Material for this task:

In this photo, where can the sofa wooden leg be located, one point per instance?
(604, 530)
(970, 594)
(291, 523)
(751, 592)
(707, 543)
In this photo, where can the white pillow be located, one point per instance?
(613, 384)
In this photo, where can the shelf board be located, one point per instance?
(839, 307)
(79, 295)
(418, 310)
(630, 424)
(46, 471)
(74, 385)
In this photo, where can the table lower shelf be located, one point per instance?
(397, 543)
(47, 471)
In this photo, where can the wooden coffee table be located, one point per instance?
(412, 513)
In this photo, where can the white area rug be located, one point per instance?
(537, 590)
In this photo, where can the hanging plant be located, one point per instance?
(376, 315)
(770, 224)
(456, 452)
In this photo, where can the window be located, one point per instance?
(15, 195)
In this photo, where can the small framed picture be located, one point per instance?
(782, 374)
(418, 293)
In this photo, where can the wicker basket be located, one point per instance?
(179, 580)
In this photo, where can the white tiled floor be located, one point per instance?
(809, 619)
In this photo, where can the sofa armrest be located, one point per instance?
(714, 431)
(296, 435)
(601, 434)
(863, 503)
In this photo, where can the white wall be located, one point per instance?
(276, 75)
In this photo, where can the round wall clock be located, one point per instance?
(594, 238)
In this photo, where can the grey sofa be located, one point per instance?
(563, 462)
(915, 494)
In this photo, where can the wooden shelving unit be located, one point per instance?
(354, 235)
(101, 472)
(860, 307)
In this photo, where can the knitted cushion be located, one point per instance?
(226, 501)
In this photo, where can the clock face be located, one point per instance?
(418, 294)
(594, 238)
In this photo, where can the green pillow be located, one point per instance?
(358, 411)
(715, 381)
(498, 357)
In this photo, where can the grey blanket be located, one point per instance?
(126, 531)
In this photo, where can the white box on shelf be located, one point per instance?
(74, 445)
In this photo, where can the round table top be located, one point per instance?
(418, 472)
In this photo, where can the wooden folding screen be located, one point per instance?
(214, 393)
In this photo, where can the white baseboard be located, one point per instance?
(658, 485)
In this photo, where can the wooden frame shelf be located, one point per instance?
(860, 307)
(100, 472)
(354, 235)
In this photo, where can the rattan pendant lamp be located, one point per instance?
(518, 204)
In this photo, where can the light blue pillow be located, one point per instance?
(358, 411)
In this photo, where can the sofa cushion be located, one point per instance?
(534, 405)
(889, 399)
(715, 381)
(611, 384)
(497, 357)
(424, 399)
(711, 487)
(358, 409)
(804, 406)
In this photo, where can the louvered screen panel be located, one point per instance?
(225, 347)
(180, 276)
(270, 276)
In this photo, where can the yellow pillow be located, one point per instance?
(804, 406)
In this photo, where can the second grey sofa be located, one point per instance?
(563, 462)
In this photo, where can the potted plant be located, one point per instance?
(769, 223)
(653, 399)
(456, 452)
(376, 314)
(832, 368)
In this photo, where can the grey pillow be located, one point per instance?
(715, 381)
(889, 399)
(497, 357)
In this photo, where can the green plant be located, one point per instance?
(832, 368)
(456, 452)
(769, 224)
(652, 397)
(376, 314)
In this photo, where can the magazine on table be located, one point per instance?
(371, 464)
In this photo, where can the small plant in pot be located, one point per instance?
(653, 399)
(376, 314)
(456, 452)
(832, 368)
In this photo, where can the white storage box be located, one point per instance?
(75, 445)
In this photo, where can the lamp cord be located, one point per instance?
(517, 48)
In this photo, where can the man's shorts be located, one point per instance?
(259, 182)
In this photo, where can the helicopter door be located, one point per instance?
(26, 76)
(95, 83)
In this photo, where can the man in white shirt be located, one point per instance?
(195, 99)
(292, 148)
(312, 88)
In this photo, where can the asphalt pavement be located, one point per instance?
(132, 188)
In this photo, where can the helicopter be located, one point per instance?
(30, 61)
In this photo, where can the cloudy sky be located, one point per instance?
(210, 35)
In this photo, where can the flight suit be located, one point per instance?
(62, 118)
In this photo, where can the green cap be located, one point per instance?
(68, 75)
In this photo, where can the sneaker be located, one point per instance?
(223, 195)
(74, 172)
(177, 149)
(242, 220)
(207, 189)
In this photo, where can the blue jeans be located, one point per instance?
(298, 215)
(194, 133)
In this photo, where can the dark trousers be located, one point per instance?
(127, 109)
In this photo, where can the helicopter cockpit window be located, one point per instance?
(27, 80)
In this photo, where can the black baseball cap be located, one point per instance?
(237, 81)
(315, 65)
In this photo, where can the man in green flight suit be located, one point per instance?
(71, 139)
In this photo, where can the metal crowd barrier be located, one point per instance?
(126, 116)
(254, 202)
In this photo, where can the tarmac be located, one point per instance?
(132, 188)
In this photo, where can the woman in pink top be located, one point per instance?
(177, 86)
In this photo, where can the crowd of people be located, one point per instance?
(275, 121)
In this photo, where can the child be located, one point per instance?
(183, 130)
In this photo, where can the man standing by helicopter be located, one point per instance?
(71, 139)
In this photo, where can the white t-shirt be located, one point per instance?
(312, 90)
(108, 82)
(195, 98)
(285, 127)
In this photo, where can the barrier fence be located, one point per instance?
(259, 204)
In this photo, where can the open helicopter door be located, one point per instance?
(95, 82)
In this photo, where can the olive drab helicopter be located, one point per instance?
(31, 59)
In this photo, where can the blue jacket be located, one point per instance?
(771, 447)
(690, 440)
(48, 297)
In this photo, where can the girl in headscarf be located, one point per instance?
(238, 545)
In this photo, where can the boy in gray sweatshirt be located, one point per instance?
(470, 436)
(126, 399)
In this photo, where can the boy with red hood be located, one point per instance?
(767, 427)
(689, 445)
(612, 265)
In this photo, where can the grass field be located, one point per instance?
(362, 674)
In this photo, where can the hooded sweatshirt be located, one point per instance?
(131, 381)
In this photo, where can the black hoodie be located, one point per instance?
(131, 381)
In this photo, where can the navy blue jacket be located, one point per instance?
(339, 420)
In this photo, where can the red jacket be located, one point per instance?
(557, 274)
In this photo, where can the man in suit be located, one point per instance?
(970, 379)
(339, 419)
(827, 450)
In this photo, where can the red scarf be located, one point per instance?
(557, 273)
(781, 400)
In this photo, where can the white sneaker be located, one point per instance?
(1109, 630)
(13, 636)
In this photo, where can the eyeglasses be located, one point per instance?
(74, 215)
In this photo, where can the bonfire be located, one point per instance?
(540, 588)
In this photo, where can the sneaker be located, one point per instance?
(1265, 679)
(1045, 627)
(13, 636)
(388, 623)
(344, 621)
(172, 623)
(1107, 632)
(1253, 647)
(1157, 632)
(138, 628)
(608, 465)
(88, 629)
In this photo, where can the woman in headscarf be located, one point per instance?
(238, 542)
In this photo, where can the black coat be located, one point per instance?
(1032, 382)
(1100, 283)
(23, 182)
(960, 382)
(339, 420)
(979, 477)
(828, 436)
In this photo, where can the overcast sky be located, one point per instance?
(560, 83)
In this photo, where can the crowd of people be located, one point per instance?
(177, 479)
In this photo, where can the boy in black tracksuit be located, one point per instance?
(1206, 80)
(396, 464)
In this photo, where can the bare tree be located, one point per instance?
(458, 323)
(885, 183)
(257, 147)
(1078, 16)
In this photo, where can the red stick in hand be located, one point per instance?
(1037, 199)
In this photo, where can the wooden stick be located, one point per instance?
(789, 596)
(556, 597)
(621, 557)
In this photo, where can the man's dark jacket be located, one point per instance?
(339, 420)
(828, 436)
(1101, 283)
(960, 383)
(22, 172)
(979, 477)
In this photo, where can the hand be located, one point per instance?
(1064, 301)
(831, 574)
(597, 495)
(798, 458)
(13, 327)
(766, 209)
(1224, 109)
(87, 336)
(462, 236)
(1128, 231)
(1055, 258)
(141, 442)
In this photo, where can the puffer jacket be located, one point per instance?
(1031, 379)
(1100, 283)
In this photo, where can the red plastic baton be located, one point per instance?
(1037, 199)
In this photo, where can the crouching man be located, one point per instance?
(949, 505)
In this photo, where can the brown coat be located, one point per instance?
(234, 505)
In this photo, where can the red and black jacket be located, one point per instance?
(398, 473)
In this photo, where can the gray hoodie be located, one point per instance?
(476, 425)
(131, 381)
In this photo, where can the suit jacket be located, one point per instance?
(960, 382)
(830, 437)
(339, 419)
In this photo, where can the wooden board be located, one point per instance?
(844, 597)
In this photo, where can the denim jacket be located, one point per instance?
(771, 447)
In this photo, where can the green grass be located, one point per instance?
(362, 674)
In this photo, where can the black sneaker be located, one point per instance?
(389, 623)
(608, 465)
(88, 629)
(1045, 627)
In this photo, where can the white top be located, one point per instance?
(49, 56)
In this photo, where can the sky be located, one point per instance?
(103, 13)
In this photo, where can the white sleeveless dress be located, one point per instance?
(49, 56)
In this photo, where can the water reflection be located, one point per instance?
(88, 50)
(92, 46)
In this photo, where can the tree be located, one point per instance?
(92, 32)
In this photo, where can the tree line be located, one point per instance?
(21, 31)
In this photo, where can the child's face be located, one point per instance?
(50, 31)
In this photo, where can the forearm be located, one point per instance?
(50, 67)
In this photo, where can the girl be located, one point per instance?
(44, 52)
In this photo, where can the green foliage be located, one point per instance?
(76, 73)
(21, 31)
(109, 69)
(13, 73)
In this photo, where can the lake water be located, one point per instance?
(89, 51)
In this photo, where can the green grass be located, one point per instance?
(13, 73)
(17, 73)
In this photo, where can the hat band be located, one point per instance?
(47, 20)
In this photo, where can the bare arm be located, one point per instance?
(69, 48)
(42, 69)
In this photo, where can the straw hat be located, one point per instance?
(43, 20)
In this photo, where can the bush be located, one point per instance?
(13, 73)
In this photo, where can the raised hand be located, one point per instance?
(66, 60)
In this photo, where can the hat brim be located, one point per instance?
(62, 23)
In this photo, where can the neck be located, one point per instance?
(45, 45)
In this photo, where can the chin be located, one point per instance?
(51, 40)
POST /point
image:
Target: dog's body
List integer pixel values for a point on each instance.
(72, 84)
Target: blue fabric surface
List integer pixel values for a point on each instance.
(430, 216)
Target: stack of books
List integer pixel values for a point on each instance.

The request: Extract the closing run of lines, starting with the one containing "In this photo, where can the hat band" and ending at the last, exactly as written.

Response for this exercise:
In this photo, where can the hat band be located, one point per instance?
(47, 20)
In this photo, where can the bare arm be located, one point per instance?
(69, 48)
(42, 69)
In this photo, where can the straw hat be located, one point per instance?
(43, 20)
In this photo, where can the bush be located, one point per instance?
(13, 73)
In this photo, where can the raised hand be located, one point per instance?
(66, 60)
In this photo, where can the hat brim be located, one point per instance?
(62, 23)
In this photo, where can the neck be located, one point per instance?
(45, 45)
In this photo, where can the chin be located, one point per instance?
(51, 40)
POST /point
image:
Target: dog's body
List integer pixel values for a point on each instance.
(72, 84)
Target: blue fabric surface
List integer pixel values for a point on each instance.
(430, 216)
Target: stack of books
List integer pixel values for a point on each instance.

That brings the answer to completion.